Passage shown
════════════════════

CodeX
Published in

CodeX

Solving the Data Problem with Context Linking

Photo by Shahadat Rahman on Unsplash

We have a problem with data. Without context, data is just bits and bytes.

This article explores a novel paradigm for tracking context and lineage alongside derived data.

It proposes the use of block chain technology, similar to the approach adopted for Non-Fungible Tokens, as a solution to the problem of how to track unconnected context and domain expertise to any dataset.

What is data?

Have you ever really thought about that? I mean in a philosophical ‘why-is-it-there’ kind of way. What really is data?

Everything our senses perceive is data, though its storage in our cranial wet stuff leaves something to be desired. Writing it down is a bit more reliable, especially when we write it down on a computer. When those notes are well-organized, we call them dataCassie Kosyrkov: Understanding Data

The challenge is that data can mean almost anything to anyone, especially when anyone can write it down.

Derived data

As soon as we apply a human interpretation by writing data down, or extracting it from its originating source, we have applied a derivation to data. Derived data here is anything other than the actual originating physical instance of each datum in its very earliest form.

In other words: almost all data in existence is derived data!

… and almost all derived data was recorded by someone other than you.

Other People’s Data is Inherently Untrustworthy

The problem with other people’s derived data is that before we can know that it is a faithful and useful derivation from its origin(s) we must understand its context, and validate all of the derivations that have been applied across its lineage.

NB: Even our own data may carry unacknowledged (and unknowable) personal bias.

Context Linking Tokens

Context Linking Tokens (or CLTs) are individual ledgers for derived datasets. They immutably track all of the derivation steps executed to derive a given dataset from all of its originating sources.

Author’s own work

It is anticipated that Context Linking Tokens will be applied in such wide-ranging fields as solving the problem of managing data architectures at enterprise scale on the one side, all the way to tracking (and potentially monetizing) personal data within online platforms on the other.

  • The concept may even enable marketplaces for expertise, where experts are can ‘mint’ their insights and trade on the value they generate.

════════════════════

Entries shown
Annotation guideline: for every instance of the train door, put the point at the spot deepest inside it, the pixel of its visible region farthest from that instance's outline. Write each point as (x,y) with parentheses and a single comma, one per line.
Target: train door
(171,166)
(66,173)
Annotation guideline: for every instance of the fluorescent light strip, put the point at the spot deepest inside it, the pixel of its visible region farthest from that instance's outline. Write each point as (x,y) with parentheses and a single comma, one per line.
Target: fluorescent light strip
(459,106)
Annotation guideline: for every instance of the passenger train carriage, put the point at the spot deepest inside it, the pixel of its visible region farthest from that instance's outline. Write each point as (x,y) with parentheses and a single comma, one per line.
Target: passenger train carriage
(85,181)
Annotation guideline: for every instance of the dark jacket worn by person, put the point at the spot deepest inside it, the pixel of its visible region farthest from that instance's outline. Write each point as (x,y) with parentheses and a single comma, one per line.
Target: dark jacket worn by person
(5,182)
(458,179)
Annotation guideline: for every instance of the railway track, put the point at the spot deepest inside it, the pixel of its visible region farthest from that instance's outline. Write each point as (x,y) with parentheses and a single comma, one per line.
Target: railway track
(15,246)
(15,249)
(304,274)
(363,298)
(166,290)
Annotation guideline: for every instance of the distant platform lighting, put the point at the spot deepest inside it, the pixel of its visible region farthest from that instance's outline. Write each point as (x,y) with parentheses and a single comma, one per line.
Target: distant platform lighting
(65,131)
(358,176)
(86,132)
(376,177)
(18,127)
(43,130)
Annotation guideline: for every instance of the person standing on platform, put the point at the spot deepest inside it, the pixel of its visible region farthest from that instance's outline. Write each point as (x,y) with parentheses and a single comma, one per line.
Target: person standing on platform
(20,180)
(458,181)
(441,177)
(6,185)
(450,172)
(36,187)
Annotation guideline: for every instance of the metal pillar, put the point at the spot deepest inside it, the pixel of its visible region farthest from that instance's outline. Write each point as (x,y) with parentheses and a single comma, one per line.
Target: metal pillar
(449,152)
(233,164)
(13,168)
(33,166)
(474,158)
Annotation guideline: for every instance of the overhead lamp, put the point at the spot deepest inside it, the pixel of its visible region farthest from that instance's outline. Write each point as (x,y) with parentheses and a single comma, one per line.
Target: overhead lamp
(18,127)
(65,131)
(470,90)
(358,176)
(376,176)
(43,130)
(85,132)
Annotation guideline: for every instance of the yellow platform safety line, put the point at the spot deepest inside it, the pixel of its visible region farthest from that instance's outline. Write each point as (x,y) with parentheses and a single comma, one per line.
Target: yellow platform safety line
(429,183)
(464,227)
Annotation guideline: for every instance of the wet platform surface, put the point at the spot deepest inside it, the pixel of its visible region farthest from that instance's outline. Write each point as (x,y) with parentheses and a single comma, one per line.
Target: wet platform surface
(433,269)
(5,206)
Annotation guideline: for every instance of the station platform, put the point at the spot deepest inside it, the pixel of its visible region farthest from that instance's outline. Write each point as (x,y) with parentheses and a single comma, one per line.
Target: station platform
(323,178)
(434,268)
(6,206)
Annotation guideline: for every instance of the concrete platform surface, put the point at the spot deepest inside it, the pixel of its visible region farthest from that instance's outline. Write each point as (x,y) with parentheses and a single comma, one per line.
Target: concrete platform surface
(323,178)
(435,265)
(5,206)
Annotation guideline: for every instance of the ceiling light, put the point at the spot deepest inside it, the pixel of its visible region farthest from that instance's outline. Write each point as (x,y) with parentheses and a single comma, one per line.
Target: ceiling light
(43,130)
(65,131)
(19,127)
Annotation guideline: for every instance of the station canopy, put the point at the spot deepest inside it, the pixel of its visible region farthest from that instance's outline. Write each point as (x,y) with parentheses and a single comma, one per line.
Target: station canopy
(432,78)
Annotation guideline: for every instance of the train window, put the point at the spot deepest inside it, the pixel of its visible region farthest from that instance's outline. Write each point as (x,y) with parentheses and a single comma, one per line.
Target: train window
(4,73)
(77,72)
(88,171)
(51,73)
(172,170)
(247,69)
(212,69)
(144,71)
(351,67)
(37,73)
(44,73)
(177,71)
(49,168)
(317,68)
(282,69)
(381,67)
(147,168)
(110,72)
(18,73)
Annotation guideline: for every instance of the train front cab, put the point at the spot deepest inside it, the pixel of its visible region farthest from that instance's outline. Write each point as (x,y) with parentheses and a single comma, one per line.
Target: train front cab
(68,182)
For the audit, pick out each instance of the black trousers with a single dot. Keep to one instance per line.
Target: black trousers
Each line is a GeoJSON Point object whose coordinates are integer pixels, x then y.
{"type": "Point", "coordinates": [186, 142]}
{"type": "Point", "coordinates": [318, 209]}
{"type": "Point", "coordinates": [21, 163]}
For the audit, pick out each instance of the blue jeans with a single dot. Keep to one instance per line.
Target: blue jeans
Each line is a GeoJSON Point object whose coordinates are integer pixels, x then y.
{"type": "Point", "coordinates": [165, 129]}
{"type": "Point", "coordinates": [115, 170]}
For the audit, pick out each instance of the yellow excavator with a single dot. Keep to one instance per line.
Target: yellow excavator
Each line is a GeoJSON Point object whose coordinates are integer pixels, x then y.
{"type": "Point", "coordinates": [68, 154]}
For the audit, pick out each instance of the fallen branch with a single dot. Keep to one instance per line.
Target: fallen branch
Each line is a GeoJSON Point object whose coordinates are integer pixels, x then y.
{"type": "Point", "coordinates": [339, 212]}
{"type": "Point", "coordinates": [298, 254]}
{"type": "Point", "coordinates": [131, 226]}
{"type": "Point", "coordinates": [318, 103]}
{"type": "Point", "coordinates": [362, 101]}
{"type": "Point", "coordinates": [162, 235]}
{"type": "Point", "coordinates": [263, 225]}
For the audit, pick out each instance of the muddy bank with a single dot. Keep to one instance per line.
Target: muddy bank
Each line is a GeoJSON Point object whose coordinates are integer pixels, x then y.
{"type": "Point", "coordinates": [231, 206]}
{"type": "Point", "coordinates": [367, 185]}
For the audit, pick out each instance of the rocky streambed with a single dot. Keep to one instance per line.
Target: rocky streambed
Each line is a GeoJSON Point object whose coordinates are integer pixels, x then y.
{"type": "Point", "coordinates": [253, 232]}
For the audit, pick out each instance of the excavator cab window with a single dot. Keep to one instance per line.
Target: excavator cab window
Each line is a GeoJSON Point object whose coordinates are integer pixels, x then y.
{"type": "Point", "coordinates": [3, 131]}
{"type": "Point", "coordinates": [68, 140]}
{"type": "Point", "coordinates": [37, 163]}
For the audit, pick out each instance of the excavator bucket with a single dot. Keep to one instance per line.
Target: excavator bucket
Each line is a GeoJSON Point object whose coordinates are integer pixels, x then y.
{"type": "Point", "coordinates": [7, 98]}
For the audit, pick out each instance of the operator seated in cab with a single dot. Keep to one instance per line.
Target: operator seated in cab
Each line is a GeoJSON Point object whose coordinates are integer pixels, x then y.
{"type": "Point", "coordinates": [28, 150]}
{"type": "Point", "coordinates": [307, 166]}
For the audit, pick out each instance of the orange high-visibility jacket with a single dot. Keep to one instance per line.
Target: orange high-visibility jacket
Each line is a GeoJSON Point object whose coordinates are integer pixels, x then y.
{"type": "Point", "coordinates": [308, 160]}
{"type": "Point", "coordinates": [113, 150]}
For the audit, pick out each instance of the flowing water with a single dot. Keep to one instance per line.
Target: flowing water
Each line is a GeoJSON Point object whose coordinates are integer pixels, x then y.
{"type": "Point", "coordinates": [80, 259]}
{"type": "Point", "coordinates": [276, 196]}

════════════════════

Work to complete
1. Decide whether each statement agrees with the article on context linking: (a) almost all data that exists is derived data; (b) a person's own data is free of personal bias; (c) Context Linking Tokens are a single shared ledger for all datasets. Answer yes or no for each, quoting the words from the article that decide it.
2. Take the article on context linking further, continuing from its last sentence.
The items come from a source separate from the article on context linking.

Expected results
1.
(a) Yes: "almost all data in existence is derived data!"
(b) No: "Even our own data may carry unacknowledged (and unknowable) personal bias."
(c) No: "Context Linking Tokens (or CLTs) are individual ledgers for derived datasets."

2.
Please also see my YouTube video of this post.

The Data Architecture Challenge

Creating useable, sustainable data architectures at any scale is difficult (and expensive). It has always been so. This is because every piece of original data can be abstracted so easily into many, and many-varied forms.

The utility of data is a function of its form … but data form is determined by context. The format and structure we decided to use to write the data down was influenced by how the data was originally created, and every intervening derivation that may have been applied.

In other words the value of data, its utility, is determined by all of its originating context.

However it is not possible to physically link data to its context.

So, the utility of derived data is a function of its context … but that context is unconnected, and ‘unconnectable’, to the data.

We have a problem.

Given that the majority of derived data was created by other people, and that we have no way of linking its originating context to any of its derivations, it is very challenging to design any kind of common approach to data management or to construct a common data architecture.

Instead we end up solving the easier but different problem of how to most effectively quality assure other people’s data.

Centralize it!

Today enterprises do this by centralizing derivation activities within their centralized IT function, recording the context (as ETL logic) as they re-derive the data from its originating sources.

This is done using single-purpose systems (like spreadsheets, or even simple text files), monolithic ERP systems, enterprise data warehouses or even data catalogues.

But this approach is slow, inflexible and expensive … especially at scale.

Data Lakes

We thought we had solved the data problem by building Data Lakes and filling them with raw data, but that just avoided the QA problem altogether, rather than solving it.

After all “other people’s data is inherently untrustworthy

… and now Data Lakes are a particular problem in data architectures: they account for much, much more data with even less context.

Evermore Data Centric

As a species we are evermore data-centric. The rewards are just too great to ignore. Machine intelligence is magic!

“Any sufficiently advanced technology is indistinguishable from magic” Arthur C. Clarke

But machine intelligence is entirely dependent on derived data, and as we know even personally-derived data may carry unacknowledged bias.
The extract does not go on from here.